[Collected data]
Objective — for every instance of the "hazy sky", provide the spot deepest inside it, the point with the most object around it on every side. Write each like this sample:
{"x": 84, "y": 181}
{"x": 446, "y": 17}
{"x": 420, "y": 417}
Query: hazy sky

## Your instructions:
From the first line to the last, retype the records exactly as they stand above.

## Result below:
Objective — for every instance of the "hazy sky", provide the spot deepest inside it, the point with the most object around it on every side. Write each like this sample:
{"x": 84, "y": 181}
{"x": 446, "y": 17}
{"x": 420, "y": 417}
Query: hazy sky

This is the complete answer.